> SHORT EXERCISE 1
Count the lines in the records that contain the string "wheat", and reply with that number alone.

> PAGE EXTRACT
↓↓↓

RabbitMQ Prometheus Integration

Introduction

Monitoring is a critical aspect of maintaining healthy, production-ready applications. When working with message brokers like RabbitMQ, proper monitoring ensures you can detect issues before they impact your users. In this guide, we'll explore how to integrate RabbitMQ with Prometheus - a powerful open-source monitoring and alerting system.

Prometheus works by collecting metrics from configured targets at specified intervals, storing the data, and allowing you to query and visualize it. The RabbitMQ-Prometheus integration provides valuable insights into queue depths, message rates, resource usage, and more.

Prerequisites

Before we begin, make sure you have:

A working RabbitMQ installation (3.8.0 or later)
Basic understanding of RabbitMQ concepts
Prometheus installed and running
Access to modify RabbitMQ configuration

Understanding the RabbitMQ Prometheus Plugin

Since version 3.8.0, RabbitMQ includes a built-in Prometheus plugin that exposes metrics in the format expected by Prometheus. This plugin makes collecting RabbitMQ metrics straightforward compared to older monitoring methods.

The plugin exposes a metrics endpoint that Prometheus can scrape, providing data on:

Queue metrics (length, consumer count, message rates)
Node metrics (memory usage, disk space, Erlang processes)
Connection and channel statistics
Exchange and binding information

Enabling the Prometheus Plugin

Let's start by enabling the RabbitMQ Prometheus plugin:

rabbitmq-plugins enable rabbitmq_prometheus

This command enables the plugin which will expose metrics at http://localhost:15692/metrics. The endpoint serves data in Prometheus format, ready to be scraped.

To verify the plugin is working correctly, access this URL in your browser or use curl:

curl http://localhost:15692/metrics

You should see output similar to:

# TYPE rabbitmq_identity_info gauge
rabbitmq_identity_info{rabbitmq_cluster="rabbit@localhost",rabbitmq_version="3.9.13"} 1
# TYPE rabbitmq_build_info gauge
rabbitmq_build_info{rabbitmq_version="3.9.13"} 1
# HELP rabbitmq_connections Number of connections
# TYPE rabbitmq_connections gauge
rabbitmq_connections 1
...

Configuring Prometheus to Scrape RabbitMQ

Now that our RabbitMQ instance exposes metrics, let's configure Prometheus to collect them. Edit your prometheus.yml file to add RabbitMQ as a scrape target:

scrape_configs:
  - job_name: 'rabbitmq'
    static_configs:
      - targets: ['localhost:15692']

After saving the file, restart Prometheus or send a SIGHUP signal to reload the configuration:

kill -HUP $(pgrep prometheus)

↑↑↑

> SHORT EXERCISE 2
Continue the guide on integrating RabbitMQ with Prometheus, beginning immediately after its final line.

> RECORDS
↓↓↓

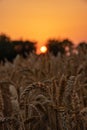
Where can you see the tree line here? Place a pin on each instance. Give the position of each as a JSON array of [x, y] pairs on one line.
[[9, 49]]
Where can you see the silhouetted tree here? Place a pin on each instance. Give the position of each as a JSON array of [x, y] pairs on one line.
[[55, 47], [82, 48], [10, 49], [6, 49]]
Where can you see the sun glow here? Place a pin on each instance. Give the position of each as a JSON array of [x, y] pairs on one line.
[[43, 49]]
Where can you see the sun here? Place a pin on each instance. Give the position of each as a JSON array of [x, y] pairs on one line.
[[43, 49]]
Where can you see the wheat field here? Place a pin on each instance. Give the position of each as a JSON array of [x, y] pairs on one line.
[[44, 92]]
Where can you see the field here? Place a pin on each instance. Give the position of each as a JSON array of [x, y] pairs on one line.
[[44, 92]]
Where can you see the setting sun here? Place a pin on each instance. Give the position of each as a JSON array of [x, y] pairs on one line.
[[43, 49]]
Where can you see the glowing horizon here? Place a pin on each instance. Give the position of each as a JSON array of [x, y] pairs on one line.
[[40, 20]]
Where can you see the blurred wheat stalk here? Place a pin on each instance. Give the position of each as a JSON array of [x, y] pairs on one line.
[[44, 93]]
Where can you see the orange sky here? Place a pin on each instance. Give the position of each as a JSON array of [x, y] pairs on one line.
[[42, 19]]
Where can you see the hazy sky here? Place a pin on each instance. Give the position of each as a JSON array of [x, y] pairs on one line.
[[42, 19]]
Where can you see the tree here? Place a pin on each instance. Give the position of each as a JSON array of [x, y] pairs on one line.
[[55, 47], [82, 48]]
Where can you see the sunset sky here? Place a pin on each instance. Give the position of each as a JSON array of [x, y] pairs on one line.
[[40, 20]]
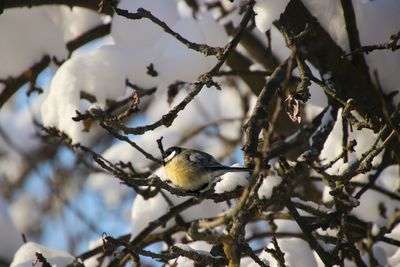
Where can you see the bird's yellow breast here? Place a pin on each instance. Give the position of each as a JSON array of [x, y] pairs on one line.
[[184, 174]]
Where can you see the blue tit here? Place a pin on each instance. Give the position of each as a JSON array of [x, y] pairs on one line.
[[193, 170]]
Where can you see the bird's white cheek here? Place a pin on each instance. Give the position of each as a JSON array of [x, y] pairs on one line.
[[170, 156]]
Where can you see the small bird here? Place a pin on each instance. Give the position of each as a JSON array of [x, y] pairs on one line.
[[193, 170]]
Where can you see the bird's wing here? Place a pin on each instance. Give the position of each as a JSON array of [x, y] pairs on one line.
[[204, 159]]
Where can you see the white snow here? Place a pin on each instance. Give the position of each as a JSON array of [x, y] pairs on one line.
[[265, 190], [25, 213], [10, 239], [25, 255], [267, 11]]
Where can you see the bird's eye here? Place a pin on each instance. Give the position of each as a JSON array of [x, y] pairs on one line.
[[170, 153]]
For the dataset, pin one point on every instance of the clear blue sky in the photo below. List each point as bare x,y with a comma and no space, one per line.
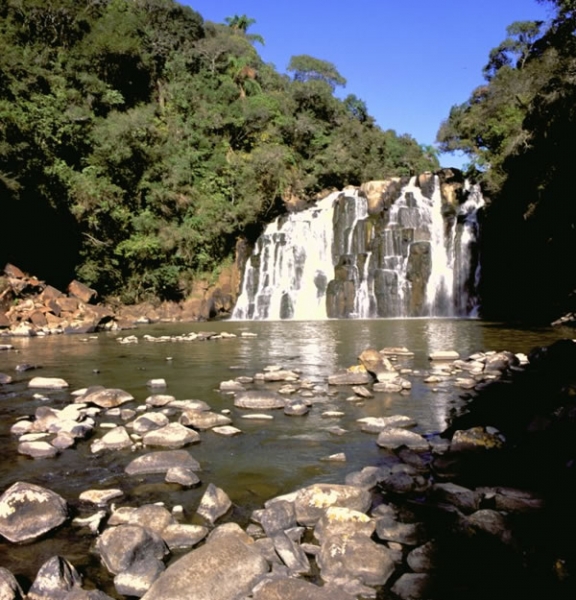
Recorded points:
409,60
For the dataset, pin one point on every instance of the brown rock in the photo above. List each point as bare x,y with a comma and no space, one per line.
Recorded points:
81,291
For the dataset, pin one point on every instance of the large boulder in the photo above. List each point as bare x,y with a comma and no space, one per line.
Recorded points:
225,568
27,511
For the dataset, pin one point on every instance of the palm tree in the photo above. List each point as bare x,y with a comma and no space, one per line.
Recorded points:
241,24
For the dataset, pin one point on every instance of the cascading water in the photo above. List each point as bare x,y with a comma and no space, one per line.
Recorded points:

↑↑↑

> TASK RESPONSE 1
2

> TASK RESPONSE 2
Understanding Key RabbitMQ Metrics

RabbitMQ exposes hundreds of metrics, but let's focus on some of the most important ones:

Queue Metrics

rabbitmq_queue_messages: Total messages in queue
rabbitmq_queue_messages_ready: Messages ready for delivery
rabbitmq_queue_messages_unacknowledged: Messages delivered but not yet acknowledged

Node Metrics

rabbitmq_process_resident_memory_bytes: Memory used by the Erlang processes
rabbitmq_disk_free_bytes: Free disk space
rabbitmq_io_read_bytes_total: Total bytes read from disk
rabbitmq_io_write_bytes_total: Total bytes written to disk

Connection Metrics

rabbitmq_connections: Number of connections
rabbitmq_connection_created: Connection creation events
rabbitmq_connection_closed: Connection closure events

Example: Querying RabbitMQ Metrics in Prometheus

Let's look at some practical examples of Prometheus queries for monitoring RabbitMQ:

Query 1: Messages in Queues

To monitor the number of messages in all queues:

sum(rabbitmq_queue_messages)

To monitor messages in a specific queue:

rabbitmq_queue_messages{queue="my_important_queue"}

Query 2: Message Rate

To calculate the rate of messages being published:

rate(rabbitmq_channel_messages_published_total[5m])

Query 3: Memory Usage

To monitor memory usage:

rabbitmq_process_resident_memory_bytes / (1024 * 1024)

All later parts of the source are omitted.